Si quelqu’un est surpris en quelque faute, vous qui êtes spirituels, redressez un tel homme avec un esprit de douceur ; et prends garde à toi-même que tu ne sois aussi tenté (Galates 6.1).

La bonne opinion qu’on a de soi-même quand on se dit : Je ne saurais tomber, je ne saurais être tenté ; il n’y a rien à craindre pour moi, — cette bonne opinion est une occasion prochaine à la tentation.

Mais quand on reste petit, qu’on ne présume point de soi-même, qu’on se regarde toujours comme le pécheur racheté du Sauveur, (comme sauvé par grâce, et comme étant par grâce ce qu’on est ; quand on se dit sans cesse dans son cœur : Hélas ! suis-je digne d’avoir été fait un vaisseau à honneur ? on est préservé de toute tentation d’orgueil et d’élévation.

Il en est de même quant à la tentation de la chair. Celui qui a toujours devant les yeux ce Jésus qui, au lieu de la joie qu’Il avait en main, souffrit la croix et méprisa la honte, ne se laissera guère engager par la chair.

Qu’est-ce, au prix du sien, que le travail duquel nous sommes chargés ? Il est vrai, pense en soi-même un disciple de Jésus-Christ, j’ai beaucoup d’occupation dans le monde ; j’essuie quelque peine ; je suis privé de bien des satisfactions qu’ont d’autres hommes ; car j’ai bien autre chose à faire. Mais qu’est-ce que tout cela ? Ce n’est pas encore un combat de Christ.
====
§ **À faire**
**1)** Résumez le passage sur la tentation en deux phrases.
**2)** Reproduisez sans rien changer le passage sur la tentation, en commençant à « Si quelqu’un est » et en terminant à « d’orgueil et d’élévation. ».
**3)** Poursuivez le passage sur la tentation à partir de sa dernière phrase.

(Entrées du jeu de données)
====
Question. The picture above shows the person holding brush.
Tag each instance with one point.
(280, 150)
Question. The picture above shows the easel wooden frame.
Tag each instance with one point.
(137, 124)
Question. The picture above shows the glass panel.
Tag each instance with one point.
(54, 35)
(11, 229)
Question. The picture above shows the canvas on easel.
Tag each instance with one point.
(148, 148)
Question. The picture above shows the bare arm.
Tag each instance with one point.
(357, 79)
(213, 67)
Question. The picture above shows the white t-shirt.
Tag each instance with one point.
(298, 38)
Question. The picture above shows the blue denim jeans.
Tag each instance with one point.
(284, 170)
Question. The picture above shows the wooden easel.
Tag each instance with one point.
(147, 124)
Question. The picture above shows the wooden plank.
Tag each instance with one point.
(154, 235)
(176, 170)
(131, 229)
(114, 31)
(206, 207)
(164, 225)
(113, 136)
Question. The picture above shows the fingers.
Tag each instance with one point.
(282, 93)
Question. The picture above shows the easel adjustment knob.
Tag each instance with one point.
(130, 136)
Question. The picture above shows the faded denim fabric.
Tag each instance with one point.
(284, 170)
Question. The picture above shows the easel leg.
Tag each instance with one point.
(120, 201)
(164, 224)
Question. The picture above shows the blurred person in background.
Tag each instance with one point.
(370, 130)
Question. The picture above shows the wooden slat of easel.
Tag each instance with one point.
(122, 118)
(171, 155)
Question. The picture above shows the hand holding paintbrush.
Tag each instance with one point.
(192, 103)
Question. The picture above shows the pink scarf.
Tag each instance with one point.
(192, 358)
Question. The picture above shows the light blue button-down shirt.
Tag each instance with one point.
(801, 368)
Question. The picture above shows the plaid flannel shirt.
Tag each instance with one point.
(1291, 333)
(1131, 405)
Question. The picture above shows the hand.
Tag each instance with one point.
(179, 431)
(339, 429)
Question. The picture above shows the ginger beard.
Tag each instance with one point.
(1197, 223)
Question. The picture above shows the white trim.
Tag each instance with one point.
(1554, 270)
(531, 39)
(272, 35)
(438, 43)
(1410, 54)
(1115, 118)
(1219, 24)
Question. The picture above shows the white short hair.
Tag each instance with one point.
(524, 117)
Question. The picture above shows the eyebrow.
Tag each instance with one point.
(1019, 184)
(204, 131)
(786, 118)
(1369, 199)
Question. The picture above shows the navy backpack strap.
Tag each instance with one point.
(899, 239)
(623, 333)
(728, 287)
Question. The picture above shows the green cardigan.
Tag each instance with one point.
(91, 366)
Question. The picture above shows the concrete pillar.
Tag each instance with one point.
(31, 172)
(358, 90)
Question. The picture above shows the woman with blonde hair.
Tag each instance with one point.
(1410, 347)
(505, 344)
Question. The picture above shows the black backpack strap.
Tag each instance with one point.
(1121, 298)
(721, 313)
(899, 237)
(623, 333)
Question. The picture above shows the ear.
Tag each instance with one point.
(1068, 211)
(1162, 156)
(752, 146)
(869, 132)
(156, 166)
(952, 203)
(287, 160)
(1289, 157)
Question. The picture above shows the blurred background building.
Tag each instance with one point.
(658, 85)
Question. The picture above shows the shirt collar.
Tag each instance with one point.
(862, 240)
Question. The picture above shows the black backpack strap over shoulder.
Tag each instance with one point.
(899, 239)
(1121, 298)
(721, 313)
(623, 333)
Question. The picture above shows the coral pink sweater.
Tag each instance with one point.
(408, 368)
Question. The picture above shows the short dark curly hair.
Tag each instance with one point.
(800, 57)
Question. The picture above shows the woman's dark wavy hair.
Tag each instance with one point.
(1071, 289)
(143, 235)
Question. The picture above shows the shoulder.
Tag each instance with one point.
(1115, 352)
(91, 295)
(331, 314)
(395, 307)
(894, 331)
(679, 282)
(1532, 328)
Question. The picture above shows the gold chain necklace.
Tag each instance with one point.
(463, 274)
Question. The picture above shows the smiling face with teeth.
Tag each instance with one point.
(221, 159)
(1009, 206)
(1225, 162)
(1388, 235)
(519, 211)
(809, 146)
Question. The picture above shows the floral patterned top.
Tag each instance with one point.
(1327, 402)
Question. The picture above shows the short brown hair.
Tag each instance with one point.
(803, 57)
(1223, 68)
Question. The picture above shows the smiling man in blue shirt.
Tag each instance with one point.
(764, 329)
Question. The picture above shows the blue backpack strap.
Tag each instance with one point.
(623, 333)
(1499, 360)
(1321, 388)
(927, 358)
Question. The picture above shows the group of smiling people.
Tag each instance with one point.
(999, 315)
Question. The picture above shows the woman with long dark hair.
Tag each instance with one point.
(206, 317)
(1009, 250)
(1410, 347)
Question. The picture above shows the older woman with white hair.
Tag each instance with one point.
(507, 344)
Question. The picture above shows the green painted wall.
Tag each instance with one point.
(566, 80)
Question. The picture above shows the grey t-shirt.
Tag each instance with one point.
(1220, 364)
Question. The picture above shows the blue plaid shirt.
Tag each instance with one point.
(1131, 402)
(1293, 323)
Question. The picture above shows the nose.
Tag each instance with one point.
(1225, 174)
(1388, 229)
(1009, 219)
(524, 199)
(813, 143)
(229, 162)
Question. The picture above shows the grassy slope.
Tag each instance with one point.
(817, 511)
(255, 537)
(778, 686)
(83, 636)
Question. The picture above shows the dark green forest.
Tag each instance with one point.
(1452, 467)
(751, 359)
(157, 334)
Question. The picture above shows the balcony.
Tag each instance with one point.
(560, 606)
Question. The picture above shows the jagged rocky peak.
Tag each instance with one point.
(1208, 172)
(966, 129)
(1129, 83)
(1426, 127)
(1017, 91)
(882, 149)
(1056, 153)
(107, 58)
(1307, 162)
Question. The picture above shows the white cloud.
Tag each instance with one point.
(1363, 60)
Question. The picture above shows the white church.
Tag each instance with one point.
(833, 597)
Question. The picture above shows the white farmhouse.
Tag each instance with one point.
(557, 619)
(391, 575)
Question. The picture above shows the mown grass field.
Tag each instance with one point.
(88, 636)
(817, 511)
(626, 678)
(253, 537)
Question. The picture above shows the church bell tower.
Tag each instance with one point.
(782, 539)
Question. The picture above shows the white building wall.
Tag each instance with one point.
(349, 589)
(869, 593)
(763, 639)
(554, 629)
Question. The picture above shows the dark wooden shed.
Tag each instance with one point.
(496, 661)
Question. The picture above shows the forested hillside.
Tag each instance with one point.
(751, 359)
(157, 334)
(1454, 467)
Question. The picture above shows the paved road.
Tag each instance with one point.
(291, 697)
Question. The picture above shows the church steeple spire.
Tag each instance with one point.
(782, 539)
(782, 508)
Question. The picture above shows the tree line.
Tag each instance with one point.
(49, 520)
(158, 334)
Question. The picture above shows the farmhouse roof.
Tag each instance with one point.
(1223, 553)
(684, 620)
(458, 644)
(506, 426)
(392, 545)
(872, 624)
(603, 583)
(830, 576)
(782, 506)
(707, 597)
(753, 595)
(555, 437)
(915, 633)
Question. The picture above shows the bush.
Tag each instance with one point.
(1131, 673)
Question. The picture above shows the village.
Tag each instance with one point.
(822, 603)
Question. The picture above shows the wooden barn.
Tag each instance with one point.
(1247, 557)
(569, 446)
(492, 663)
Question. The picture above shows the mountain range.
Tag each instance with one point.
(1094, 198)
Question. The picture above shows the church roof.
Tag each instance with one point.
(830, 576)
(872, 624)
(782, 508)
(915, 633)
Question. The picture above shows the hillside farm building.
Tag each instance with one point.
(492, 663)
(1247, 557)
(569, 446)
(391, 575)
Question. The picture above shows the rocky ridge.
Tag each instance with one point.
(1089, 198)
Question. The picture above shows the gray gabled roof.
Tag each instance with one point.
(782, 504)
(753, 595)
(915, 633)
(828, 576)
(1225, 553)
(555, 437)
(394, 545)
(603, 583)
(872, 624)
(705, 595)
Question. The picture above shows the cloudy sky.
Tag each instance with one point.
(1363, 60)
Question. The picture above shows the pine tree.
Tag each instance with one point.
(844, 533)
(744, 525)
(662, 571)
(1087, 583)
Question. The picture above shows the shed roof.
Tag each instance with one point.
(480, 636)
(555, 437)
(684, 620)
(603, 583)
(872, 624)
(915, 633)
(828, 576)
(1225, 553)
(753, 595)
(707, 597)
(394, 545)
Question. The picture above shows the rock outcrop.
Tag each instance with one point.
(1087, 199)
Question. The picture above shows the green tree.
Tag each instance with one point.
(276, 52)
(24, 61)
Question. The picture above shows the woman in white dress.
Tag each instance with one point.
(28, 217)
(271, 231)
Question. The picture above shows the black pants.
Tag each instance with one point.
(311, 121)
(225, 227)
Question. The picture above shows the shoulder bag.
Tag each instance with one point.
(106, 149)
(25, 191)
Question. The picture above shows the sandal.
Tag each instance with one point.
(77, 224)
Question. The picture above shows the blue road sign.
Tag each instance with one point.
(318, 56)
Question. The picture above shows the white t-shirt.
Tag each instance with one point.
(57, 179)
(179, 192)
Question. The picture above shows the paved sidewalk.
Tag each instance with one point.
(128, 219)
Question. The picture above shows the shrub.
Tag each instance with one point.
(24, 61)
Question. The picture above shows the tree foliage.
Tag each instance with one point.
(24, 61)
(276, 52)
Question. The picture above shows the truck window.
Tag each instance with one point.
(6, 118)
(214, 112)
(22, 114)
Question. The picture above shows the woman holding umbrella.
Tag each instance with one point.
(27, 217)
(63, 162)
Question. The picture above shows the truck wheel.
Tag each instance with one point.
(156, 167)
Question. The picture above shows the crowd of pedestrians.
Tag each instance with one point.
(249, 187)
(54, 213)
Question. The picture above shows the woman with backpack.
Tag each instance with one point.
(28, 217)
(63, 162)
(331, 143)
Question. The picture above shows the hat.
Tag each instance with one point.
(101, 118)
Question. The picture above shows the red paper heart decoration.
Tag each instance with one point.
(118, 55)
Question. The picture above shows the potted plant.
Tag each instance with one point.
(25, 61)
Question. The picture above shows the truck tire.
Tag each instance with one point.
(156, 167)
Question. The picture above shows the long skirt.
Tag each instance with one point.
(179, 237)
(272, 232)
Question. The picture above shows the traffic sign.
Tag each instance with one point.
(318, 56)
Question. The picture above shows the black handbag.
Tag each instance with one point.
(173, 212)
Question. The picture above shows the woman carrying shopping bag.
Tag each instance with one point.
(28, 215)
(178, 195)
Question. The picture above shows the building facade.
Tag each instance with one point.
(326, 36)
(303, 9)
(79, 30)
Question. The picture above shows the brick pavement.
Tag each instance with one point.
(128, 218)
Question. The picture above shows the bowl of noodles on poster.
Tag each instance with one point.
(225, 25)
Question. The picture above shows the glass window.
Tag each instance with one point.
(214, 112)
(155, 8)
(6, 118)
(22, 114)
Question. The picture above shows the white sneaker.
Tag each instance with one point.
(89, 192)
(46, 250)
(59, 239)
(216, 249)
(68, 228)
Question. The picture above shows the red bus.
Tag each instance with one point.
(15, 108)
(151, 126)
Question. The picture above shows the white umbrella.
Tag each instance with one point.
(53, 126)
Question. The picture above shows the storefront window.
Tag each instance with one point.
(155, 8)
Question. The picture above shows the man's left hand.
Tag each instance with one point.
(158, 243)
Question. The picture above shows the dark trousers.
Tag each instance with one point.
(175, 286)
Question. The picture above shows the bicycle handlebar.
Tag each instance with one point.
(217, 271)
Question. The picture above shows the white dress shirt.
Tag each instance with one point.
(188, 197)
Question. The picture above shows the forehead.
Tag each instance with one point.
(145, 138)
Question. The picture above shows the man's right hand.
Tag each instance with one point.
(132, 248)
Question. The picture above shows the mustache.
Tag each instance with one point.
====
§ **Réponses**
**1)** La bonne opinion qu'on a de soi-même est une occasion prochaine de tentation, tandis que celui qui reste petit et se regarde comme le pécheur racheté, sauvé par grâce, est préservé de toute tentation d'orgueil. De même, celui qui garde devant les yeux Jésus, qui souffrit la croix et méprisa la honte, ne se laissera guère engager par la chair, et les peines d'un disciple ne sont pas encore un combat de Christ.

**2)**
Si quelqu’un est surpris en quelque faute, vous qui êtes spirituels, redressez un tel homme avec un esprit de douceur ; et prends garde à toi-même que tu ne sois aussi tenté (Galates 6.1).

La bonne opinion qu’on a de soi-même quand on se dit : Je ne saurais tomber, je ne saurais être tenté ; il n’y a rien à craindre pour moi, — cette bonne opinion est une occasion prochaine à la tentation.

Mais quand on reste petit, qu’on ne présume point de soi-même, qu’on se regarde toujours comme le pécheur racheté du Sauveur, (comme sauvé par grâce, et comme étant par grâce ce qu’on est ; quand on se dit sans cesse dans son cœur : Hélas ! suis-je digne d’avoir été fait un vaisseau à honneur ? on est préservé de toute tentation d’orgueil et d’élévation.

**3)**
Qu’est-ce que la lutte que j’ai à soutenir contre les péchés, le train de péché qui m’environne dans le monde, contre le péché, qui, comme dit l’apôtre, pense m’envelopper, me barrer le chemin ? Il ne m’en a pas encore coûté la vie. (Hébreux 12.1,3)

Combien de martyrs qui ont laissé la leur ! Je n’en suis pas encore venu là. Je n’ai pas encore été réduit à éprouver la prison, la perte de tous mes biens. J’ai encore où reposer ma tête.

Comment nomme-t-on d’un seul mot cette heureuse manière d’envisager et de concevoir les choses ? — la simplicité.

Quiconque s’y tient attaché a peu à craindre que le tentateur gagne quelque chose sur lui, quant aux convoitises, à la cupidité, à la paresse, aux aises et aux commodités de la vie ou à l’honneur, etc. Si ton œil est simple, tout ton corps sera éclairé. (Matthieu 6.22) Il n’y a qu’à regarder à la Parole de Dieu, comme un simple enfant. Si l’on ne veut pas être dévoyé dans son entendement, si l’on ne veut pas être détourné, ou même éloigné de la vie de Dieu, que l’on regarde en simplicité au Sauveur. L’enfant se tient collé à sa mère, et par là il est débarrassé de toutes les difficultés qui font tant de peine à ceux qui sont sevrés et plus grands. Dès qu’il s’écarte d’un pas de sa mère, il peut lui arriver dans une heure tout ce dont sa mère l’a préservé avec beaucoup de soins pendant une année entière.

La même chose nous arrive. Si nous nous en tenons simplement à la Parole que le Seigneur nous a laissée par écrit, et où Il nous parle d’une manière si claire, si intelligible, si affectueuse, de toutes sortes de circonstances, de l’humilité, de l’acquiescement à la pauvreté, de la fuite des convoitises, de l’abstinence, le tentateur ne nous peut rien. Nous n’avons qu’à imprimer dans nos cœurs ce qu’il a dit. Nous pouvons même nous en tenir à quelques passages, qui renferment en quelque sorte toute la Bible.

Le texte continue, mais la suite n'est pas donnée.